Exercise brief -
Every entry below has to appear again in your reply, word for word, but no picture may.

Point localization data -
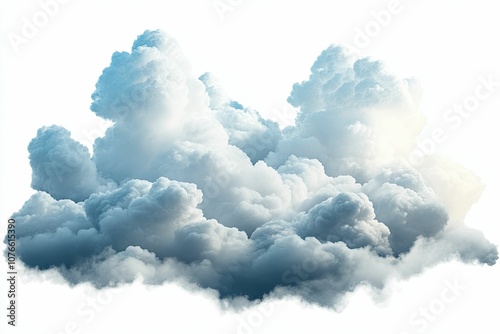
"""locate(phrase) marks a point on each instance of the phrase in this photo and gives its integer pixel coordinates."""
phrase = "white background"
(257, 49)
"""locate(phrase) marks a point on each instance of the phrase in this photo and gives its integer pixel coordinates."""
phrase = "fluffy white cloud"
(189, 185)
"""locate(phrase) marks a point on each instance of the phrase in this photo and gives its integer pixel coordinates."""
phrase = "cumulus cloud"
(189, 185)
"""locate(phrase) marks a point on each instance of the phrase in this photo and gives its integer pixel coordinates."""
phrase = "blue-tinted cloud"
(189, 185)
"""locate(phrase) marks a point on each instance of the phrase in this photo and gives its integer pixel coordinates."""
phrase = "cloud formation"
(189, 185)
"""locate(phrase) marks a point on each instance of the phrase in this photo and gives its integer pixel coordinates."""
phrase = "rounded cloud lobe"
(189, 185)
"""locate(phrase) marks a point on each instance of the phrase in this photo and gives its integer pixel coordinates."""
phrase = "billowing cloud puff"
(189, 185)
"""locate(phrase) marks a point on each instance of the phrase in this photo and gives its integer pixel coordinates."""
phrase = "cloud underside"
(189, 185)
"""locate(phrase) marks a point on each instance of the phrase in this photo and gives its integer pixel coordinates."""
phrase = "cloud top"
(188, 184)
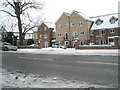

Answer section -
"""locate(phrase) marks a point on each instance of the phrase in this photo and gives its integer pixel coordinates."""
phrase = "white background"
(257, 49)
"""locate(phrase) marks a point on each instance of the phrase in this photo and gives its integer pixel coordinates."""
phrase = "fluffy white cloud"
(189, 185)
"""locate(phrase) marks a point on each instance of the phrase in this photo and gives its integer pixel coordinates."""
phrase = "cumulus cloud"
(189, 185)
"""locate(phrase) marks a point on each instance of the phrase in this photo and gives its integer pixel coordinates."""
phrase = "blue-tinted cloud"
(189, 185)
"""locate(phrase) marks a point on each instance of the phrase in this photo and gives its integer pixel coordinates."""
phrase = "cloud formation"
(189, 185)
"""locate(phrase) marks a point on each instance of the phrase in this photo and gives its integer pixel coordinates."""
phrase = "rounded cloud lobe"
(189, 185)
"""locate(phrase) marks a point on each instance of the phrase in this photo and gives its integer pixel coordinates."""
phrase = "billowing cloud puff"
(189, 185)
"""locate(phrase) marks a point on each instance of the phrase in this photo and gives its integer pixel coordinates."""
phrase = "cloud underside"
(189, 185)
"""locate(phrase) marks a point on each instance of the phrase in this photo and gives its integer pixel coordinates."""
phrase = "cloud top"
(188, 184)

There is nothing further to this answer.